• _Requirements_
Report how many lines in the items below contain the string "trunk", with case counting. Give only the number.

Items excerpted from a collection:
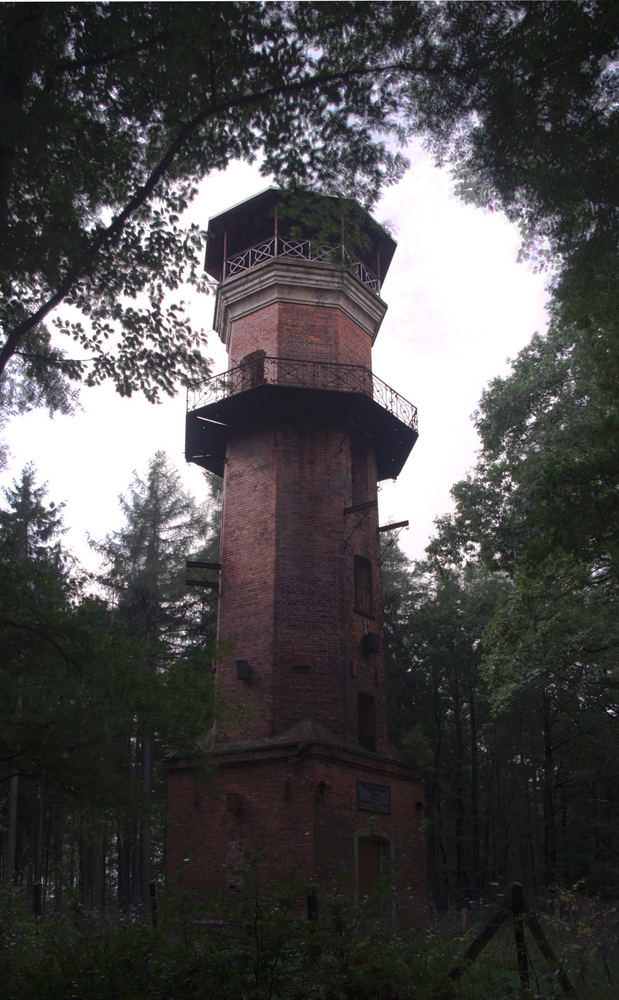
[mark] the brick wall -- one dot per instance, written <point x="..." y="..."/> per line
<point x="295" y="809"/>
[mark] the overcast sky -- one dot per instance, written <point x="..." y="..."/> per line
<point x="459" y="306"/>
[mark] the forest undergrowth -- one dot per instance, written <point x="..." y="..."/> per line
<point x="265" y="948"/>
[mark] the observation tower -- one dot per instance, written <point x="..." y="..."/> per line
<point x="301" y="431"/>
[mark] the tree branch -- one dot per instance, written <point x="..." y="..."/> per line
<point x="106" y="236"/>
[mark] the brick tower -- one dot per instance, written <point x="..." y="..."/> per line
<point x="301" y="431"/>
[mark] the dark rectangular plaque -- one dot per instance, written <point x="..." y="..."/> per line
<point x="375" y="798"/>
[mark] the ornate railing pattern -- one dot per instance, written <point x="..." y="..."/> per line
<point x="302" y="374"/>
<point x="278" y="246"/>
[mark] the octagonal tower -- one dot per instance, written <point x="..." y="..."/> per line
<point x="301" y="431"/>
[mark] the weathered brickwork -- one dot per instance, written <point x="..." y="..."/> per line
<point x="295" y="808"/>
<point x="303" y="723"/>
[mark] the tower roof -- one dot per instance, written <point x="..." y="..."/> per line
<point x="301" y="215"/>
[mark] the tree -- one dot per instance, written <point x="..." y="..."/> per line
<point x="80" y="685"/>
<point x="145" y="575"/>
<point x="104" y="142"/>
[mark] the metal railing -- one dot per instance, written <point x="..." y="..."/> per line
<point x="302" y="374"/>
<point x="278" y="246"/>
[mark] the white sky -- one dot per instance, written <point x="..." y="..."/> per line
<point x="459" y="306"/>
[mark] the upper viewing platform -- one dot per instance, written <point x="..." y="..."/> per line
<point x="277" y="225"/>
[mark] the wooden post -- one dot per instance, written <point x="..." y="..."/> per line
<point x="521" y="945"/>
<point x="480" y="942"/>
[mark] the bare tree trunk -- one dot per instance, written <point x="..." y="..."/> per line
<point x="146" y="868"/>
<point x="548" y="789"/>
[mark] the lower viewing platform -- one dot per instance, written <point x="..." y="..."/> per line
<point x="264" y="388"/>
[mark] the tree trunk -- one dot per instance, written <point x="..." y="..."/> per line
<point x="548" y="789"/>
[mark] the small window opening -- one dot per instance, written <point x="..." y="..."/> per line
<point x="359" y="473"/>
<point x="253" y="369"/>
<point x="363" y="586"/>
<point x="366" y="721"/>
<point x="373" y="866"/>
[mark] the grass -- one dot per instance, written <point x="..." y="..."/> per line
<point x="268" y="950"/>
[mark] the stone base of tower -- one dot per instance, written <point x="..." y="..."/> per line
<point x="308" y="809"/>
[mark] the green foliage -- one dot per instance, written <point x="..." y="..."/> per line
<point x="265" y="948"/>
<point x="112" y="114"/>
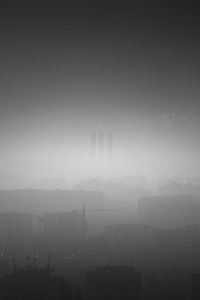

• _Output of the exercise_
2